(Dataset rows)
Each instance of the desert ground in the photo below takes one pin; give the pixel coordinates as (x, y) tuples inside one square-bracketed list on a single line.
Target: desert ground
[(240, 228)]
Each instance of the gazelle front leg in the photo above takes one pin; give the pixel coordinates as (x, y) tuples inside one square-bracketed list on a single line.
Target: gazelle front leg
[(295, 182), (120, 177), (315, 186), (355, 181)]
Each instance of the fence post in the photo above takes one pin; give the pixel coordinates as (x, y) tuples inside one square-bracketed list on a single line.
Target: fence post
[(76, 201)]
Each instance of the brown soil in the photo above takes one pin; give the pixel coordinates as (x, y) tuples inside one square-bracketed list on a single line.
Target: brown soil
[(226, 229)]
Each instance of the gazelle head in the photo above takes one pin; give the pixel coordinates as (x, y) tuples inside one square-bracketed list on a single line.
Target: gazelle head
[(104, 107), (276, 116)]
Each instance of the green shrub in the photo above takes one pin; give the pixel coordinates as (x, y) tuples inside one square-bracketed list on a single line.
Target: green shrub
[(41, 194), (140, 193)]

* **Written problem**
Pull out every line from the one containing "Each instance of the brown" down through the last line of the records, and reproduce them unchanged.

* **Solution to the exercise**
Each instance of the brown soil in the photo above takes one pin; give the pixel coordinates as (x, y) tuples inside one square-bracketed list on a single line.
Target: brown soil
[(226, 229)]
Each instance of the gazelle head in the photo above takes one pin; give the pixel coordinates as (x, y) tuples inside one square-bracketed list on a single line.
Target: gazelle head
[(104, 107), (276, 116)]
Each instance of the green shrub in the photo above takes one pin; give the pixel coordinates as (x, y) tuples inside one square-bracketed list on a single line.
Target: green shrub
[(41, 194), (140, 193)]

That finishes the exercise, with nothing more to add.